▶ TASK TO CARRY OUT
Can you reproduce the data below word for word, leaving out nothing?

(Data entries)
⁂
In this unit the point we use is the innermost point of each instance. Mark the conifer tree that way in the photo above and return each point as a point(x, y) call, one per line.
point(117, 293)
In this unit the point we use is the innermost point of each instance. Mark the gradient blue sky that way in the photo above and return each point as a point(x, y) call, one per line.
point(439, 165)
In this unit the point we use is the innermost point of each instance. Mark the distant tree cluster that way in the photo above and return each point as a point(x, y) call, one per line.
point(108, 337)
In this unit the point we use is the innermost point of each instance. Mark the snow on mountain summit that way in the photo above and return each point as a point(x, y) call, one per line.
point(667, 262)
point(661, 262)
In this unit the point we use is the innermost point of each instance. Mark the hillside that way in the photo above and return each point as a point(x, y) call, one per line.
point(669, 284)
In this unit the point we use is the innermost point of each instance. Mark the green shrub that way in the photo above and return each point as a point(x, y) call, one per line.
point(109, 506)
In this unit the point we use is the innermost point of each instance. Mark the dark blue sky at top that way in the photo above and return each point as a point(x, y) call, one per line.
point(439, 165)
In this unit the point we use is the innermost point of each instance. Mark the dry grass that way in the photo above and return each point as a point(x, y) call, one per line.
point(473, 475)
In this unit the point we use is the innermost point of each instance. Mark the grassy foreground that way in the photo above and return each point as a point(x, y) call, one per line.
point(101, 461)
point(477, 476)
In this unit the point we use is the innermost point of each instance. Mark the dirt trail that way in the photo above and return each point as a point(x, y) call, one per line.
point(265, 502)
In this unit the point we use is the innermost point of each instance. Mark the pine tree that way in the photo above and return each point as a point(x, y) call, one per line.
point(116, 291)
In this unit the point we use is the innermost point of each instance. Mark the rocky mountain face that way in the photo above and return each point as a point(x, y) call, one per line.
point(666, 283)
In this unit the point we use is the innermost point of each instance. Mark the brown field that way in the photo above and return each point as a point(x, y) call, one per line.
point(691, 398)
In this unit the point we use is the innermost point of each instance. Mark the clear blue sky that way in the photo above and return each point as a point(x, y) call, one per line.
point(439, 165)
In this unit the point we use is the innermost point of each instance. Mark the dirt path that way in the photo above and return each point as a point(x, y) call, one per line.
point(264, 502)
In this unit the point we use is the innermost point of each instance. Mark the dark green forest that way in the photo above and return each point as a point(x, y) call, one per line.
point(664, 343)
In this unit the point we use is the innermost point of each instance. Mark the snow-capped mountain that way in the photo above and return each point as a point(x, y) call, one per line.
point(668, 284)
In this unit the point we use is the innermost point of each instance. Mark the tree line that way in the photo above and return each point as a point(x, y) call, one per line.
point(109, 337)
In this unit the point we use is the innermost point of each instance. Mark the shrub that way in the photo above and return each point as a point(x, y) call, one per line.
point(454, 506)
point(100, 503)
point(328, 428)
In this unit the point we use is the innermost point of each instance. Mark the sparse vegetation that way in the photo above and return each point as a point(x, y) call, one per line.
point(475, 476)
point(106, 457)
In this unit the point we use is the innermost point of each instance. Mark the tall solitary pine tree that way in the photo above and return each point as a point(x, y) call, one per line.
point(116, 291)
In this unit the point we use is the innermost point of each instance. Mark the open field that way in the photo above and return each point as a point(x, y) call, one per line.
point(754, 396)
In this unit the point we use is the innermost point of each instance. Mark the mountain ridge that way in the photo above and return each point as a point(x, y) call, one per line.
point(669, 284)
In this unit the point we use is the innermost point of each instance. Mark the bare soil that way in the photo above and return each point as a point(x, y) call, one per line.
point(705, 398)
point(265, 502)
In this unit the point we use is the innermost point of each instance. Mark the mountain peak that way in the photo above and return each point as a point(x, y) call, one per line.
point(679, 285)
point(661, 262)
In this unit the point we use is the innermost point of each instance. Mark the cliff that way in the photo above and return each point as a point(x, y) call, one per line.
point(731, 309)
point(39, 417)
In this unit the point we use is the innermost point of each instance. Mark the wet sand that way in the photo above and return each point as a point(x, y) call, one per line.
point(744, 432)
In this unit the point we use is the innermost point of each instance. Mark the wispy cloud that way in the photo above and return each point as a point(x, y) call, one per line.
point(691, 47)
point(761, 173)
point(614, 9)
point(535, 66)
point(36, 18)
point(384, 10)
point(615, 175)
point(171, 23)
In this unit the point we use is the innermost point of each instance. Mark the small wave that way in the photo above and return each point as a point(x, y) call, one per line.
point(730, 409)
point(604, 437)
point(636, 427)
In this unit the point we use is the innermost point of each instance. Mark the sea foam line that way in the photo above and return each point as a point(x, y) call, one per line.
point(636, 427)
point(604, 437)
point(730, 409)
⁂
▶ RESULT OF THIS EXERCISE
In this unit the point we use is the innermost point of each instance. Mark the conifer tree that way in the photo above and return each point as a point(x, y) call, one per line.
point(117, 293)
In this unit the point we use is the innermost point of each instance. Mark the gradient blue sky that way in the photo above and return each point as a point(x, y) call, one per line.
point(439, 165)
In this unit the point we use is the innermost point of each instance. Mark the distant tree cluster that way in the photo above and return each point as a point(x, y) call, one per line.
point(108, 337)
In this unit the point we use is the innermost point of each instance. Mark the snow on mountain summit that way in the photo above and return each point as a point(x, y) call, one per line.
point(667, 262)
point(661, 262)
In this unit the point we use is the innermost point of each instance. Mark the hillside that way in the photo above and return each point as a point(x, y) call, one per line.
point(669, 284)
In this unit the point we use is the innermost point of each instance. Mark the green shrub that way in the photo above and return each point as a point(x, y) call, one per line.
point(109, 506)
In this unit the point we use is the innermost point of each instance. Mark the dark blue sky at top that way in the photo above and return each point as a point(x, y) call, one per line.
point(439, 165)
In this unit the point we use is the innermost point of each instance. Mark the dry grass that way in the photo above and return each point as a point(x, y) call, one per line.
point(473, 475)
In this unit the point we use is the innermost point of each instance. Mark the grassy foreground that way in the photo above and return each point as a point(x, y) call, one per line.
point(101, 461)
point(477, 476)
In this unit the point we use is the innermost point of each instance. Mark the dirt trail that way in the photo above and return each point as a point(x, y) call, one per line.
point(265, 502)
In this unit the point we use is the innermost point of each instance. Mark the pine tree that way in the photo above and return each point as a point(x, y) call, one per line.
point(116, 291)
In this unit the point we use is the innermost point of each instance. Mark the rocky mountain face that way in the photo above and return each point as a point(x, y) call, one per line.
point(666, 283)
In this unit the point we use is the innermost point of each instance. Mark the brown field that way in the photo above and return each point as a point(x, y) call, one per line.
point(691, 398)
In this unit the point we use is the innermost point of each instance. Mark the clear blue sky that way in the photo above and return each point as a point(x, y) call, one per line.
point(439, 165)
In this unit the point we use is the innermost point of each instance. Mark the dirt path that way in the photo above and return each point as a point(x, y) call, one per line.
point(264, 502)
In this unit the point we use is the innermost point of each instance. Mark the dark green forest that way in the photo above and return each point as a point(x, y) call, one per line.
point(664, 343)
In this unit the point we use is the innermost point of each instance. Mark the snow-capped mountain that way in the photo above and return each point as a point(x, y) call, one per line.
point(668, 284)
In this unit the point we use is the innermost point of each instance. Mark the tree line that way in the photo above and return each point as a point(x, y) call, one per line.
point(109, 337)
In this unit the point we use is the innermost point of each instance. Mark the shrub that way in the photo above and return each point as a point(x, y) call, one per line.
point(454, 506)
point(100, 503)
point(328, 428)
In this unit the point we use is the innermost point of each instance. Mark the sparse vegetation that way in the photo above and return each point as a point(x, y) call, one per line.
point(475, 476)
point(106, 457)
In this unit the point we use is the innermost point of each instance. Mark the tall solitary pine tree that way in the photo above and return each point as a point(x, y) call, one per line.
point(116, 291)
In this unit the point we use is the innermost point of each instance. Mark the open field that way in the photo above and return each point as a point(x, y) call, one per line.
point(754, 396)
In this unit the point we use is the innermost point of each instance. Mark the mountain ridge that way in the photo above and return each point as a point(x, y) call, one per line.
point(669, 284)
In this unit the point we use is the innermost point of each instance. Mark the bare soil that way in the photo above and return each point as a point(x, y) call, one per line.
point(705, 398)
point(265, 502)
In this unit the point we use is the innermost point of each instance. Mark the mountain peak that way in the photo above and return each point as a point(x, y) call, one per line.
point(679, 285)
point(661, 262)
In this unit the point we use is the innermost point of each instance. Mark the cliff that way in the photo above and return each point as a point(x, y) call, one per line.
point(731, 309)
point(39, 417)
In this unit the point we use is the innermost point of each instance. Mark the wet sand that way in the photo above and return each point as a point(x, y) call, one per line.
point(744, 432)
In this unit the point we use is the innermost point of each instance. Mark the wispy cloud that way in the photo above and return each point as a point(x, y) call, one per line.
point(691, 47)
point(761, 173)
point(614, 9)
point(535, 66)
point(36, 18)
point(384, 10)
point(615, 175)
point(171, 23)
In this unit the point we use is the innermost point of each instance. Mark the small wave that way in the photo above and return each point as a point(x, y) call, one per line.
point(730, 409)
point(604, 437)
point(636, 427)
In this unit the point we use is the innermost point of each instance. Mark the sea foam line that way in the photo above and return each point as a point(x, y) call, one per line.
point(636, 427)
point(604, 437)
point(730, 409)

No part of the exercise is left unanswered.